• What is needed
Extract exactly the range of lines bounded by the line containing "Target: strapless dress bodice" and the final line of the listing, both ends included, and no other lines.

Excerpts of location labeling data
• • • •

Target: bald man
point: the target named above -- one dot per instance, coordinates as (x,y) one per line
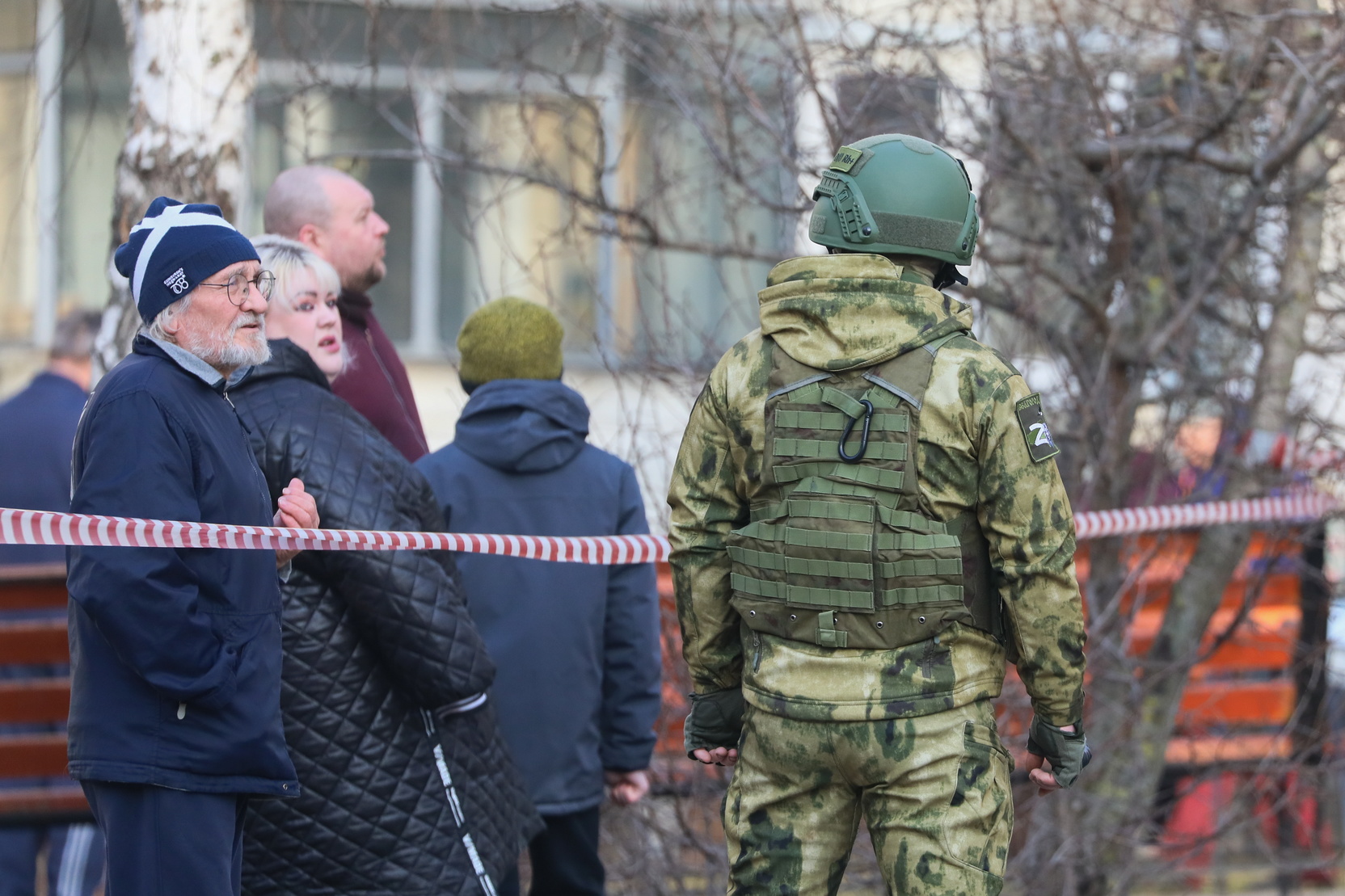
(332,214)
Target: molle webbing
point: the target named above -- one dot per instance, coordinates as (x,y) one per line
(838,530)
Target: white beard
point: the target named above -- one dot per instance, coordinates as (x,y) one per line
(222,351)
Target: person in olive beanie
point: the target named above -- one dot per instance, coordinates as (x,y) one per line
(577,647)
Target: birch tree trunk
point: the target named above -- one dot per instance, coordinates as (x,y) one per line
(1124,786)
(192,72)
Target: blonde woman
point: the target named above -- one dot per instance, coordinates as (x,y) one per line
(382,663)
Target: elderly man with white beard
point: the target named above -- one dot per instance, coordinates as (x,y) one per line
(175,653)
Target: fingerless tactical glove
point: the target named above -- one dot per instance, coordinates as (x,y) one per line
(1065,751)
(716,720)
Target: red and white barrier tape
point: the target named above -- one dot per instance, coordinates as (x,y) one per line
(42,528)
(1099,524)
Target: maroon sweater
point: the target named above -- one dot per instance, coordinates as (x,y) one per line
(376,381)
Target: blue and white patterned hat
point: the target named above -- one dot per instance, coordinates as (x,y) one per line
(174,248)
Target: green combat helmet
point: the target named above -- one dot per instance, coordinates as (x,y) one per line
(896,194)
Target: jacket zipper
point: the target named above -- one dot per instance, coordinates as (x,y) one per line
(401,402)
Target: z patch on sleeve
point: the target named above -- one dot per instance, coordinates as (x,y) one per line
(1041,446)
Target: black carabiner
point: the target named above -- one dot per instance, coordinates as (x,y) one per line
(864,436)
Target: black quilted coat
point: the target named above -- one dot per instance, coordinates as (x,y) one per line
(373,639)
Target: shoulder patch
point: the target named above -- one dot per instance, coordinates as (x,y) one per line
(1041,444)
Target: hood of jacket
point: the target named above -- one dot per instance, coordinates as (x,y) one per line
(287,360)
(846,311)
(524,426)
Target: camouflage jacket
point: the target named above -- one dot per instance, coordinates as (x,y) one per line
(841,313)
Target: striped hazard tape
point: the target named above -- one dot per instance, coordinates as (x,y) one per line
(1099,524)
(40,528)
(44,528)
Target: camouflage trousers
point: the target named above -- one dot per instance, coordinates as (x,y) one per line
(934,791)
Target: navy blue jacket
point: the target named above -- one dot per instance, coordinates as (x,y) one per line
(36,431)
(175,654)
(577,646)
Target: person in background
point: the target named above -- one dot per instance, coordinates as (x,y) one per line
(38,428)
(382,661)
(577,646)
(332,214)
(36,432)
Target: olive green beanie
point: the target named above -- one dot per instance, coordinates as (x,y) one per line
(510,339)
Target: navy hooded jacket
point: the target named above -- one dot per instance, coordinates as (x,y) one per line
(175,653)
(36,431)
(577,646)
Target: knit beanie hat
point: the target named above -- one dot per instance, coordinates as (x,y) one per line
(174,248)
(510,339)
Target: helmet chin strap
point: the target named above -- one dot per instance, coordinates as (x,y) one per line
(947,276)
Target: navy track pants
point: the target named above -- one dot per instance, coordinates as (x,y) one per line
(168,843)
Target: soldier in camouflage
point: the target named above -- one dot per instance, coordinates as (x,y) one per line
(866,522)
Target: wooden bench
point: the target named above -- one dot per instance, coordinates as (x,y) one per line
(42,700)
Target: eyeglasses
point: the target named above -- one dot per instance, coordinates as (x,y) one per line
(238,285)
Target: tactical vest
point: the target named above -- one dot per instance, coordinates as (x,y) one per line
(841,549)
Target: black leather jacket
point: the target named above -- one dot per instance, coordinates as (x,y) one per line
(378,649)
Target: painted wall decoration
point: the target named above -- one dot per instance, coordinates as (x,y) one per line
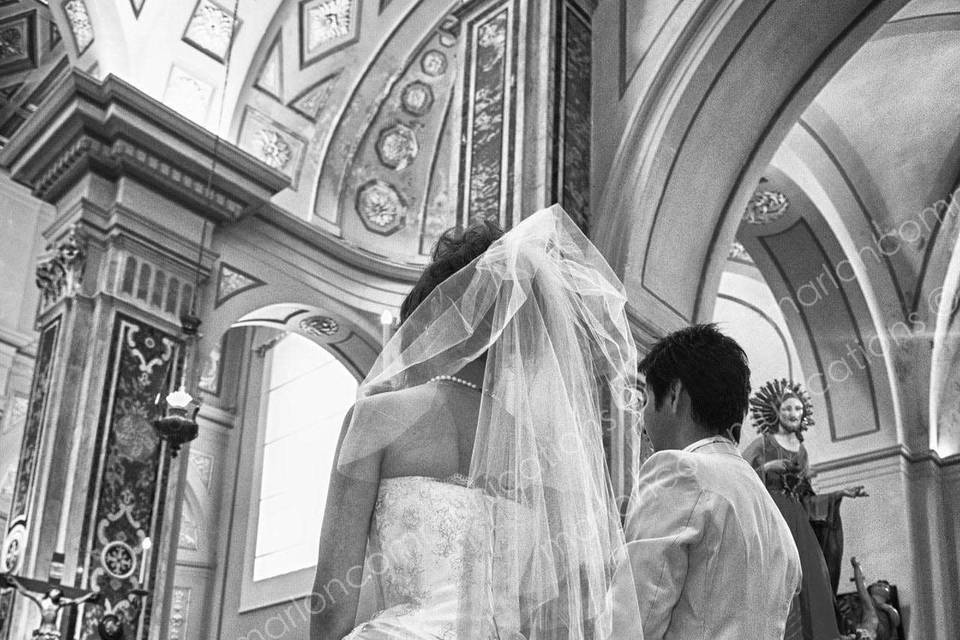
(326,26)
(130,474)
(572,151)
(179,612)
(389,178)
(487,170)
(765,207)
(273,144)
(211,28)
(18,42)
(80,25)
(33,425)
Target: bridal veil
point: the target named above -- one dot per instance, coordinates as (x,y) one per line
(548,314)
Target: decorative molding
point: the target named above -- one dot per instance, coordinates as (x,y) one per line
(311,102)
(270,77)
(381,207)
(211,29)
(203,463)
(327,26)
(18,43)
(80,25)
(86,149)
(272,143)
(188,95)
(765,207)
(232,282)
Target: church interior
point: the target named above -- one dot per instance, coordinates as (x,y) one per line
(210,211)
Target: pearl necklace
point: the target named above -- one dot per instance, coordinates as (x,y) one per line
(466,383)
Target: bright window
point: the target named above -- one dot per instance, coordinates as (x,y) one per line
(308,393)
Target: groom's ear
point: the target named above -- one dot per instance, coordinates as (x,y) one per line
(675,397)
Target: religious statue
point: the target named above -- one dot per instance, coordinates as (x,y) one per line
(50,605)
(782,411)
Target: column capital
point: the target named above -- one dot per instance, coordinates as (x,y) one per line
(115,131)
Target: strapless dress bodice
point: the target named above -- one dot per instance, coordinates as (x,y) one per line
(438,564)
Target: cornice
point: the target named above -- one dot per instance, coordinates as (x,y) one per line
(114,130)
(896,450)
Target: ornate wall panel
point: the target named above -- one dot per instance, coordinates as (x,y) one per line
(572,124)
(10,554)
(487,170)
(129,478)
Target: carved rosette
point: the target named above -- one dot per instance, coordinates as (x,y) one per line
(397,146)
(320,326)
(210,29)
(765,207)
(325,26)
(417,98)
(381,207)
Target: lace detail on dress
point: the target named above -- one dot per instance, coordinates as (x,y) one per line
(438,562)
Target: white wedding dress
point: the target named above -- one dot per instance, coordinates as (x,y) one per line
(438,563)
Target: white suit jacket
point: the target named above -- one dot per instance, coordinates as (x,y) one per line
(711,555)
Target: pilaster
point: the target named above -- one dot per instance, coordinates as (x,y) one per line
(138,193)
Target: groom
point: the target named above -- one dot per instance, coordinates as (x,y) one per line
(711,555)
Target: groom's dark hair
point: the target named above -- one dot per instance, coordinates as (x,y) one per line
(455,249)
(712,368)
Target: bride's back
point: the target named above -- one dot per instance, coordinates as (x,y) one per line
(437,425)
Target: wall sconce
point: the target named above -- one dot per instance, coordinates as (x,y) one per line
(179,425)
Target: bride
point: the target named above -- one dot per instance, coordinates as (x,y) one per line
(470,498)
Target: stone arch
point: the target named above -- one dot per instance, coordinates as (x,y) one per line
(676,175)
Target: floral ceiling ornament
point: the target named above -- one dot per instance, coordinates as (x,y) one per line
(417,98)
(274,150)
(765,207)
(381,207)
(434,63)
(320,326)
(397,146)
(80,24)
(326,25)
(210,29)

• • • •

• Output
Target: strapless dress bodice
point: the target named above -- one dot per instance, coordinates as (x,y) one per line
(438,564)
Target: cornice
point: the target named above -- one dot per instance, coordinates as (x,y) one per line
(114,130)
(896,450)
Target: ornate wall panel
point: the target named above -- one dot per instance, coordinates as (x,y) one per line
(572,124)
(10,554)
(487,170)
(129,478)
Target: carved rosette
point: the target named above -- one dot per instance, coordinates as (x,y) one per line
(397,146)
(320,326)
(210,29)
(765,207)
(325,26)
(417,98)
(381,207)
Target: lace detail on dress
point: the target named above -- one dot per instance, coordinates as (x,y) one per line
(438,562)
Target: white wedding dress
point: the target named above -- one dot per instance, coordinates as (x,y) one per line
(438,563)
Target: white suit jacket
point: the target named above -- one dot per instance, coordinates as (x,y) one per line
(711,555)
Target: pilaster
point: the target named above -- one dot per instance, coordinates as (x,y) one per line
(138,193)
Target: groom
point: the target named above -- one dot per instance, coordinates as (x,y) one per line
(711,555)
Target: groom's dark hair
point: the target named above -- one dot per instance, coordinates as (x,y) one per line
(455,249)
(712,368)
Target: bride's back
point: the target named above -- one dot per instance, coordinates as (x,y) one per line
(437,425)
Target: wall sconce
point: the target named above -- one dot per instance, coordinates as (x,y) one per line
(179,425)
Target: bride
point: the target named above -- one dot per instance, coordinates as (x,y) one per line
(470,498)
Target: stone arch
point: the target named above -- one dot per instance, coordinates as (x,y) one per line
(676,175)
Target: floral ceiling ornament
point: the target named above -- one dot per instance, coordinates as (x,y) one per line
(417,98)
(274,150)
(765,207)
(381,207)
(434,63)
(320,326)
(397,146)
(80,24)
(326,25)
(210,29)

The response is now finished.